--- START ---

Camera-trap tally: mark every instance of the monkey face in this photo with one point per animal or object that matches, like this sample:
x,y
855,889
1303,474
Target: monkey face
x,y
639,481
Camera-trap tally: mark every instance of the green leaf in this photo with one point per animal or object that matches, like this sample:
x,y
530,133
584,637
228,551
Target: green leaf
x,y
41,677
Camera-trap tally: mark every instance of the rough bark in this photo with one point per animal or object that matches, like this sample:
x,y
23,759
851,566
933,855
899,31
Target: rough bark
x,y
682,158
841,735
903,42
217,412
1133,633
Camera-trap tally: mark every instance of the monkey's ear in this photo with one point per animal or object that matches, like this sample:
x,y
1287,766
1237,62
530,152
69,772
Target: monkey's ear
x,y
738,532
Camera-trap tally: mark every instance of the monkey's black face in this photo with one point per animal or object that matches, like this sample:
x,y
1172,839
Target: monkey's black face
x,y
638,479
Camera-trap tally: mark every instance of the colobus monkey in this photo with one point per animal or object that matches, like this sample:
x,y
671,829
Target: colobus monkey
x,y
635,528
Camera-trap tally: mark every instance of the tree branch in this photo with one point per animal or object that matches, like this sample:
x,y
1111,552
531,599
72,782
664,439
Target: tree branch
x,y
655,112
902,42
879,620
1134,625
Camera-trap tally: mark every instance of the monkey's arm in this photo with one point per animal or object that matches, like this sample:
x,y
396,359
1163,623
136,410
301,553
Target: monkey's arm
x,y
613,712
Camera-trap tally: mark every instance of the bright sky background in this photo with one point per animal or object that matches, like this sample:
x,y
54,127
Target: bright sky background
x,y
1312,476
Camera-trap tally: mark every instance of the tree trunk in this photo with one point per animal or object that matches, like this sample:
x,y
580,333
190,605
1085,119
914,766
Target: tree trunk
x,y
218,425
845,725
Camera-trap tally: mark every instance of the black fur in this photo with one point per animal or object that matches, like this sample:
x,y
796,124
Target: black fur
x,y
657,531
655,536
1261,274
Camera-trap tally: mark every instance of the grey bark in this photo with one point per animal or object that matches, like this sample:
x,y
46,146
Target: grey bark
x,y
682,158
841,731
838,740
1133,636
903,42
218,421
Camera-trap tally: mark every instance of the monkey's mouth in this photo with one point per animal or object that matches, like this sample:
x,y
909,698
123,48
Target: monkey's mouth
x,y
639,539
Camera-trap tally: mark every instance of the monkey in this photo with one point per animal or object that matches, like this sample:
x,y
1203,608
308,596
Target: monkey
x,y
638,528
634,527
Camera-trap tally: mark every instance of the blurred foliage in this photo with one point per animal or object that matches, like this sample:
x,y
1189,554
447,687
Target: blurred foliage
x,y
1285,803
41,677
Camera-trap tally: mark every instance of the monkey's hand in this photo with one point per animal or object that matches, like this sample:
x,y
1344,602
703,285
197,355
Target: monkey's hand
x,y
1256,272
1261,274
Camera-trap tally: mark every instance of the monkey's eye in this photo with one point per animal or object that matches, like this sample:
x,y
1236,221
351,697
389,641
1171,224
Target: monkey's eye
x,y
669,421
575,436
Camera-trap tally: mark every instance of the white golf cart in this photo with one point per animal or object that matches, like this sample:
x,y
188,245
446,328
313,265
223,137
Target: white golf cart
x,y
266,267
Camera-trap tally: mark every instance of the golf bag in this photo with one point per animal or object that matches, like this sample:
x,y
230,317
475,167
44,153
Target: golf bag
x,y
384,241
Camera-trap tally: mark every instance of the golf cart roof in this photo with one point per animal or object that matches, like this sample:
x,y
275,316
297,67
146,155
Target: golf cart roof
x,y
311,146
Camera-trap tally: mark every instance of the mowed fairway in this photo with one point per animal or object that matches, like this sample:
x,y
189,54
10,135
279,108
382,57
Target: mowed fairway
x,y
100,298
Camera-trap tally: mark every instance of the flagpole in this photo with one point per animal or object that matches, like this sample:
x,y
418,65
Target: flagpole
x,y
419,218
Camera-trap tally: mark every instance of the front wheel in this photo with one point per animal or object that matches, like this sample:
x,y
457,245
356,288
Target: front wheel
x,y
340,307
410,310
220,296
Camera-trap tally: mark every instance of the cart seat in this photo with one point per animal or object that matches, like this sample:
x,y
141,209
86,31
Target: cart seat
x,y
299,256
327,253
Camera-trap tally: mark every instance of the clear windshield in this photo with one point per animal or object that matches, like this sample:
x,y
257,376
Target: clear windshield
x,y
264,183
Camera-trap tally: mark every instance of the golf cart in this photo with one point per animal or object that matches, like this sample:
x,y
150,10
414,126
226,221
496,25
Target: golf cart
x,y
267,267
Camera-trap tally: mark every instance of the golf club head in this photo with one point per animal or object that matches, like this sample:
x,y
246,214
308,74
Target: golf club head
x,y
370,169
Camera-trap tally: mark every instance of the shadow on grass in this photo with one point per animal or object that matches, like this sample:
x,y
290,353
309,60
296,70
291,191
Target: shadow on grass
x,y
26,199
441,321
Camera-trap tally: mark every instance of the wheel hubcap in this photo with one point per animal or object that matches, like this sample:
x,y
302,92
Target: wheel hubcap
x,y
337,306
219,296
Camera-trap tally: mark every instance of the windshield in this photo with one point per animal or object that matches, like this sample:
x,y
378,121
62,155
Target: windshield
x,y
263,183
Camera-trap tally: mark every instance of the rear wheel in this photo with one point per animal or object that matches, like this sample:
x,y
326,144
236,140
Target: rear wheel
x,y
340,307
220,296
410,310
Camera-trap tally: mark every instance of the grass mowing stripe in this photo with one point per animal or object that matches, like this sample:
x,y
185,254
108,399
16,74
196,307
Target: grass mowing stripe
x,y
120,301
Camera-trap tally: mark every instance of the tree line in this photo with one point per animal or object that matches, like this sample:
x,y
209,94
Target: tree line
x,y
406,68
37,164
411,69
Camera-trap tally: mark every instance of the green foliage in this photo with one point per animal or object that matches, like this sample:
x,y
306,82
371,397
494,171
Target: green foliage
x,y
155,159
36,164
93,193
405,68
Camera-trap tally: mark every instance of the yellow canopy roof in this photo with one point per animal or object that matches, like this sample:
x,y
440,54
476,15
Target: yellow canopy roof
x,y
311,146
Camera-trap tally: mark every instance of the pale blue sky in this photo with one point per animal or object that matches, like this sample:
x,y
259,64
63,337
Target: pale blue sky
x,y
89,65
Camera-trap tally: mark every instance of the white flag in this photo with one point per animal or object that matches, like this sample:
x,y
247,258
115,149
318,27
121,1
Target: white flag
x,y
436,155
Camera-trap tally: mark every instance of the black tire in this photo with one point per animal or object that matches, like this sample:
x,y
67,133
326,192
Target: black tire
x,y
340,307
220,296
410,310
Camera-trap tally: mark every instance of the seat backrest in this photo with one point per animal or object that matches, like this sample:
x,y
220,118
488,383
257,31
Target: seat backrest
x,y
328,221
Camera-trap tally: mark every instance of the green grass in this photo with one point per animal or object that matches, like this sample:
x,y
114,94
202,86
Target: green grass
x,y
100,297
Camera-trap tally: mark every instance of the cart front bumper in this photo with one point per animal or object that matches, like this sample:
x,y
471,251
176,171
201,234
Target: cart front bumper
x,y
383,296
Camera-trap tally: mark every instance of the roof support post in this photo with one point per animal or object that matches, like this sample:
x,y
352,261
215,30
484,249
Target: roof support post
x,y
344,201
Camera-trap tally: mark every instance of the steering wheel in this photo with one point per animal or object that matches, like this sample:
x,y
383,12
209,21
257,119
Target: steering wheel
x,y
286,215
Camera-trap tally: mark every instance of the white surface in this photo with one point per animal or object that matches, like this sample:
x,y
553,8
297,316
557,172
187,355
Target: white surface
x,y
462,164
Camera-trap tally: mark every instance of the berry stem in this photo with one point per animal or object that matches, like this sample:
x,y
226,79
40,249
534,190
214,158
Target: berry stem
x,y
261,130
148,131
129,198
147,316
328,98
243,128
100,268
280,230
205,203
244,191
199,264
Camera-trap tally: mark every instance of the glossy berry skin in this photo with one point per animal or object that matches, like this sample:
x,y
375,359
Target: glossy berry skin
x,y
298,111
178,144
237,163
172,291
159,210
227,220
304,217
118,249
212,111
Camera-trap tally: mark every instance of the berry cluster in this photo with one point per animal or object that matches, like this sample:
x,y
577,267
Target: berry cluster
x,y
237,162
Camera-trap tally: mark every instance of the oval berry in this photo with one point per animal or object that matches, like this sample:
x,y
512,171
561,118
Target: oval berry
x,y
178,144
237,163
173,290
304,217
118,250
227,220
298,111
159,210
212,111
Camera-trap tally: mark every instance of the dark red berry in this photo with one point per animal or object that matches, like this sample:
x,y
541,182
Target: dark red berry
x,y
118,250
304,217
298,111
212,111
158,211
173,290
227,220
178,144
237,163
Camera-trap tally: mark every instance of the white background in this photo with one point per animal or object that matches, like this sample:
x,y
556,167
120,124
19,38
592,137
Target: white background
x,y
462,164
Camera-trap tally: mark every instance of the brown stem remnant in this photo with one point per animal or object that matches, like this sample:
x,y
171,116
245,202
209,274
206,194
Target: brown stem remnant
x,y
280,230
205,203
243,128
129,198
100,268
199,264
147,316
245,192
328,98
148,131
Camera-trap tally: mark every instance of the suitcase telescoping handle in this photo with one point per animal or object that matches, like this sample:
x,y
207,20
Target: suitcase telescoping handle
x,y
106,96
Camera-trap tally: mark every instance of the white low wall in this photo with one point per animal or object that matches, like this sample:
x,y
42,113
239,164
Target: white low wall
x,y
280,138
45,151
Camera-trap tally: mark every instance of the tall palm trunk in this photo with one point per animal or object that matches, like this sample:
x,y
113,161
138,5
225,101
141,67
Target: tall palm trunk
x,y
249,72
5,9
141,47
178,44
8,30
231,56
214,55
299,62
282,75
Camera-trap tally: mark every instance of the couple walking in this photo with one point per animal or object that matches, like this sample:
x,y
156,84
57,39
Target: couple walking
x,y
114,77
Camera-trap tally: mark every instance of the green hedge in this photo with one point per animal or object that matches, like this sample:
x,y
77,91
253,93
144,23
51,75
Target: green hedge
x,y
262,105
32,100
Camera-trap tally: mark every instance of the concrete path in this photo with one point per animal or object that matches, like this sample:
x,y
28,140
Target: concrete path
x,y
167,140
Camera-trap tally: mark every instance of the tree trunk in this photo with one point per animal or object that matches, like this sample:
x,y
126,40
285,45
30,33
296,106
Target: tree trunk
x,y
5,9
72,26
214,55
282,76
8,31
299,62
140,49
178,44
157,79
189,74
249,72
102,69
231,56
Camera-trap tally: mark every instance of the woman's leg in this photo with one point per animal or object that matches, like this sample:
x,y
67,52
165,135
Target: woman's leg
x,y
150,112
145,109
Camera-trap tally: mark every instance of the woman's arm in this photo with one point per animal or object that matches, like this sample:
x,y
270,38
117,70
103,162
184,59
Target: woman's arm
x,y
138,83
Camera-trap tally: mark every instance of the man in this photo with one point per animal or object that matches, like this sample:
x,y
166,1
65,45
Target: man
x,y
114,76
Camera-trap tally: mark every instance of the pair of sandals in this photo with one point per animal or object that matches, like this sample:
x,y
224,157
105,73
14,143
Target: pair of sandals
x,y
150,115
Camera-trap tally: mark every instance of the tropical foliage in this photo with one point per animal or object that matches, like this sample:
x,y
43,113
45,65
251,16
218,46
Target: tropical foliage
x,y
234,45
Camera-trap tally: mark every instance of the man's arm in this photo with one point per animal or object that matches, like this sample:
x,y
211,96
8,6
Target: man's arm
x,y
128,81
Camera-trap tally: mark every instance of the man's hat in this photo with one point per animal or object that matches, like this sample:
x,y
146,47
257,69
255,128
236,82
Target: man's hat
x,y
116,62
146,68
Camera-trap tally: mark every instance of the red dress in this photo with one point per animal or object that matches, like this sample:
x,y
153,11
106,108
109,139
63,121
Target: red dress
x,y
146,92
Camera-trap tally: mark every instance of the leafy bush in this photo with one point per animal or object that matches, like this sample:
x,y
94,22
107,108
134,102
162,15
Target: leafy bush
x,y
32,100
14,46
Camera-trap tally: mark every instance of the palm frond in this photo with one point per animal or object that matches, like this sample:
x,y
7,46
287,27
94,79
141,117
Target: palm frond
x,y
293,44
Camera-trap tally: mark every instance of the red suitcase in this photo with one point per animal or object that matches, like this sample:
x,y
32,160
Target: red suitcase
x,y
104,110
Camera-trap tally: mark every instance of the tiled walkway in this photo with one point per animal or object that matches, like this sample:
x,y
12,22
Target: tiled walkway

--- END ---

- [YOUR ASSIGNMENT]
Say how many lines in the data hold the string "tiled", and write nothing else.

- [ANSWER SPACE]
2